Check your understanding ->
#1 Answer these from the post on Hell and the budget negotiations:
(a) What was broiled for the dinner with Joe McCarthy?
(b) Which governor does McCarthy say he fully supports?
(c) Whose retention are the former priests said to be "behind"?
#2 Pick up the post on Hell and the budget negotiations after its final sentence and write what follows.

Selected text ->
■ ■ ■ ■ ■ ■ ■
Tuesday, April 05, 2011

Hell paying close attention to Budget Negotiations

I had the best dinner of broiled (everything here is flame-broiled, even the prunes) quail since I dined with Karl Rove and his beard... then wife the other day. It was with my old drinking buddy, Joe McCarthy. Joe is a well respected man around Hell, although he usually says he's not fond of the reddish color, the lack of Kennedy brothers -- though the dad is a lot of fun; nor is he keen on the fact that Mao, Lenin and Stalin seem to delight in giving him swirlies.

Nevertheless, this reporter found that McCarthy still has things to contribute to today's political scene. He says he fully supports Governor Scott Walker in his battle against the unions, though admittedly he told me that like his fellow badger-hell dwellers Ed Gein and Jeff Dahmer he regrets no longer having skin in the game. My Lord and Foul Master Beelzebub also tells me that many former priests now residing with the diocese of Hades & St. Lucifer are totally "behind" the retention of Judge David Prosser.
■ ■ ■ ■ ■ ■ ■
Given entries ->
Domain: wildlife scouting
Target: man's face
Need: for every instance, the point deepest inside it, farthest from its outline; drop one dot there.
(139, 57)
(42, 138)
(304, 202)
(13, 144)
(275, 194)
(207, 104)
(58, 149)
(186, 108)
■ ■ ■ ■ ■ ■ ■
Answers given ->
#1
(a) Quail.
(b) Governor Scott Walker.
(c) Judge David Prosser.

#2
Also word from the Ninth-Circle is that the magisterial and brave policy stance of Representative Paul Ryan on the eventual elimination of medicare is big in Hell. It's a long-standing policy down here that anything that makes the upper tectonic plates more like it is down here is good policy. So between this and Japan, things are looking up, or down, depending on where you are standing.

Oh, and BRAINZZZZ!

3 comments:

sukabi said...

feeling a little Ghoulish Atta?

the Zombies were out in force in Madison over the weekend...but I don't think even they were associating with the soggy depends.

StonyPillow said...

Now that he's dead, reading Zombie Broder in the Purgatory Post and Penny Saver is no longer pure hell.

pansypoo said...

wait, i thought dahmer was in purgatory.
he just wanted to be loved. in a creepy zombish way. if only he had had craig's list.